[SUPPLIED DATA start]

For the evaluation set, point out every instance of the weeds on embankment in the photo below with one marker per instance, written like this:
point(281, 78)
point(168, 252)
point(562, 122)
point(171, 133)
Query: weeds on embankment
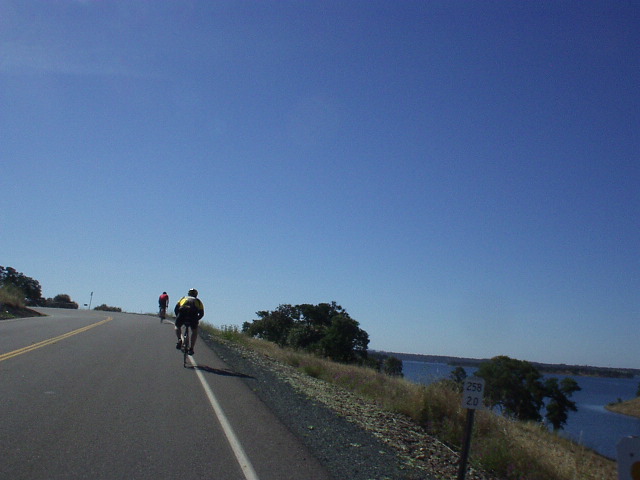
point(511, 450)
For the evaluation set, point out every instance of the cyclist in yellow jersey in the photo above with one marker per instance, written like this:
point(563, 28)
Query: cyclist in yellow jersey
point(189, 310)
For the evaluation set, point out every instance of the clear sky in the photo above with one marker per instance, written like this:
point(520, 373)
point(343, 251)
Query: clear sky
point(461, 176)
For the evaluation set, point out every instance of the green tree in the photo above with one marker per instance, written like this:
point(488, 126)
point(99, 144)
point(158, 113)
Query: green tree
point(517, 388)
point(326, 329)
point(559, 405)
point(30, 288)
point(458, 375)
point(514, 386)
point(344, 341)
point(392, 366)
point(272, 326)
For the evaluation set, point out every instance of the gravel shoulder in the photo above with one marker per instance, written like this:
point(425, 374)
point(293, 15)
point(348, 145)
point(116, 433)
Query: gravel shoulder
point(352, 437)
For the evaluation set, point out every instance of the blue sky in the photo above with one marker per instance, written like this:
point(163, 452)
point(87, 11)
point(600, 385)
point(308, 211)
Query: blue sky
point(462, 177)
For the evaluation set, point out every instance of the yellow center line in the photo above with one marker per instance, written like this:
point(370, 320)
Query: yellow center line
point(20, 351)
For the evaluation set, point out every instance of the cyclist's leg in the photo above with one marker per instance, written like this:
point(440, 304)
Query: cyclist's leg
point(194, 333)
point(178, 329)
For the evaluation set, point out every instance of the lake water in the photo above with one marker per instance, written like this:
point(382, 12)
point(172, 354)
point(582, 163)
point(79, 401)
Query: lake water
point(592, 425)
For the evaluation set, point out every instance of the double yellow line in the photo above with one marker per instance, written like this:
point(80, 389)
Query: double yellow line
point(20, 351)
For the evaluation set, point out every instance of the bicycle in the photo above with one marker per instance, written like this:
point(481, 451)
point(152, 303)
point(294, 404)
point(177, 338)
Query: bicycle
point(186, 342)
point(163, 313)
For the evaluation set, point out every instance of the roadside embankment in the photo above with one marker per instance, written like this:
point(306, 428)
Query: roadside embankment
point(420, 426)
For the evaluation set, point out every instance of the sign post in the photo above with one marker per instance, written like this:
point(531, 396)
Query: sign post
point(472, 400)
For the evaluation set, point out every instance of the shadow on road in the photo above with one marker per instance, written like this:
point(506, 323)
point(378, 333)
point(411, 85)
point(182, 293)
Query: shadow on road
point(217, 371)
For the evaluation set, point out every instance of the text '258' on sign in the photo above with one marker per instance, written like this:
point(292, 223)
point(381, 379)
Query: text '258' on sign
point(473, 393)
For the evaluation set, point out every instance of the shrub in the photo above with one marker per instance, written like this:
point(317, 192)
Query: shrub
point(107, 308)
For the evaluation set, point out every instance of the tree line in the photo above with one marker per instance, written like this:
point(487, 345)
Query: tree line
point(22, 290)
point(517, 389)
point(325, 329)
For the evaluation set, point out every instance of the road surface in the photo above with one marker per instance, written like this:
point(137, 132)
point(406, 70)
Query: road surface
point(103, 395)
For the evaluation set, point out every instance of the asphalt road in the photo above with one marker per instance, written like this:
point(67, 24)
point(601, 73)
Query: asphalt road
point(103, 395)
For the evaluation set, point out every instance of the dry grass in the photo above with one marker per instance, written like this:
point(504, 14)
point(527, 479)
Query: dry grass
point(512, 450)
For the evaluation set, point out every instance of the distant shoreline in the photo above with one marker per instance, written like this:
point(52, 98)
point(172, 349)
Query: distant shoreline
point(630, 408)
point(547, 368)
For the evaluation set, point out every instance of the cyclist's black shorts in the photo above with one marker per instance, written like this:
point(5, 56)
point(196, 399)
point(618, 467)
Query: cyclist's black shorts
point(192, 322)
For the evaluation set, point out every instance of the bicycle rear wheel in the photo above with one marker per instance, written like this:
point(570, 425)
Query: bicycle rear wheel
point(185, 346)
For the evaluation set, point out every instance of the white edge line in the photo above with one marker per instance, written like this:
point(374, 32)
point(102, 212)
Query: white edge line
point(241, 456)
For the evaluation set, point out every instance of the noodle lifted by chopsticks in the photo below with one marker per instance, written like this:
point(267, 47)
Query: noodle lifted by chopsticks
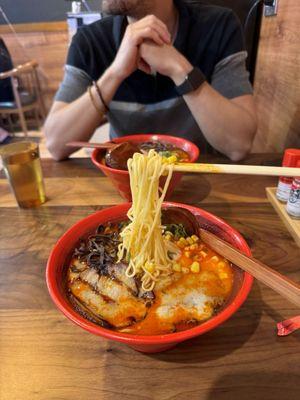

[SUPPLIED DATA end]

DO THIS: Edit all the data above, swapping "evaluation set" for "test set" and changing nothing else. Leave the pictures out of your answer.

RESPONSE:
For the test set, point out every instance of the weeds on embankment in the photo below with one marker per instance, written like this:
point(281, 78)
point(168, 252)
point(562, 122)
point(171, 133)
Query: weeds on embankment
point(511, 450)
For the test set, point out every instance of the cyclist in yellow jersey in the photo above with one marker per instance, written like this:
point(563, 28)
Query: cyclist in yellow jersey
point(189, 310)
For the test set, point out every instance of the clear sky in the photo above with one marker per instance, written like this:
point(520, 373)
point(343, 251)
Query: clear sky
point(461, 176)
For the test set, point out every instance of the green tree in the photo above with one marker per instance, written like this:
point(488, 126)
point(99, 144)
point(158, 113)
Query: green tree
point(517, 388)
point(326, 329)
point(559, 405)
point(30, 288)
point(458, 375)
point(514, 386)
point(344, 341)
point(392, 366)
point(272, 326)
For the test set, point out every instance of the gravel shoulder in the photo above with one marker per instance, written like this:
point(425, 374)
point(293, 15)
point(348, 145)
point(116, 433)
Query: gravel shoulder
point(352, 437)
For the test set, point out every instance of the blue sky in the photo above with one marker per instance, written like this:
point(163, 452)
point(87, 11)
point(600, 385)
point(308, 211)
Query: blue sky
point(462, 177)
For the test set, point out every instance of the yellow center line in the photo above with one marker per instance, written like this:
point(370, 320)
Query: yellow center line
point(20, 351)
For the test set, point out every instance of the cyclist's leg in the photo above with one marker per instance, written like this:
point(440, 304)
Query: cyclist's leg
point(194, 333)
point(178, 329)
For the test set, point out every instance of the lake water in the photo above with one marker per instance, written like this:
point(382, 12)
point(172, 354)
point(582, 163)
point(79, 401)
Query: lake water
point(592, 425)
For the test set, point out every instance of the double yellow line in the photo above with one marker per instance, written like this:
point(80, 389)
Query: double yellow line
point(20, 351)
For the test set, point out every instance of the bicycle in the photo above with one marker per instance, written like this:
point(481, 451)
point(152, 303)
point(294, 404)
point(177, 338)
Query: bicycle
point(186, 342)
point(163, 313)
For the test set, point out every instance of the roadside embankment in the photo above with one marker per instance, written like this:
point(306, 428)
Query: roadside embankment
point(420, 426)
For the test set, point out every instance of the sign post in the photo above with one marker per instance, written like this:
point(531, 396)
Query: sign post
point(472, 400)
For the test set, point out every instance of the shadow on road in the photo above with one marker per instance, written like this:
point(506, 323)
point(378, 333)
point(411, 85)
point(182, 293)
Query: shadow on road
point(217, 371)
For the test set, point out every instance of the text '258' on sign in the photo above with one marker per instance, written like this:
point(292, 223)
point(381, 379)
Query: text '258' on sign
point(473, 393)
For the test set, point out every instance of the shrub in the photo above with one marker per instance, written like this:
point(317, 192)
Query: shrub
point(107, 308)
For the test set, point out every instance of the tree line in the photo above with one marker per instance, written like this:
point(487, 345)
Query: tree line
point(22, 290)
point(517, 389)
point(325, 329)
For the test set, point out every instance of the road surface in the photo above with one marker per instance, written like this:
point(137, 132)
point(406, 70)
Query: road surface
point(103, 395)
For the test set, point out every instance of the asphalt road in the photo above with one marker per instance, written like this:
point(67, 24)
point(601, 73)
Query: asphalt road
point(103, 395)
For the test set, point out every instance of the dry grass in the photo above with one marker per instance, written like this:
point(504, 14)
point(527, 479)
Query: dry grass
point(512, 450)
For the test set, point out every instance of the distant shoreline in the photo above with one marker per instance, written like this:
point(52, 98)
point(172, 349)
Query: distant shoreline
point(630, 408)
point(547, 368)
For the test set, point out every instance of the cyclist's black shorts in the photo above with one marker per instance, written like this:
point(5, 56)
point(196, 399)
point(618, 467)
Query: cyclist's black shorts
point(192, 322)
For the test set, point out every instance of the bicycle rear wheel in the photo above with one marker per instance, written like this:
point(570, 425)
Query: bicycle rear wheel
point(185, 346)
For the test set, point out every instance of the white edge line in the photo above with one marker per instance, written like this:
point(374, 32)
point(102, 212)
Query: white edge line
point(241, 456)
For the test set, point out every instance of the noodle lifted by chopsticks in the photo below with one marker per instance, written like this:
point(267, 47)
Query: noodle lifted by chopsticks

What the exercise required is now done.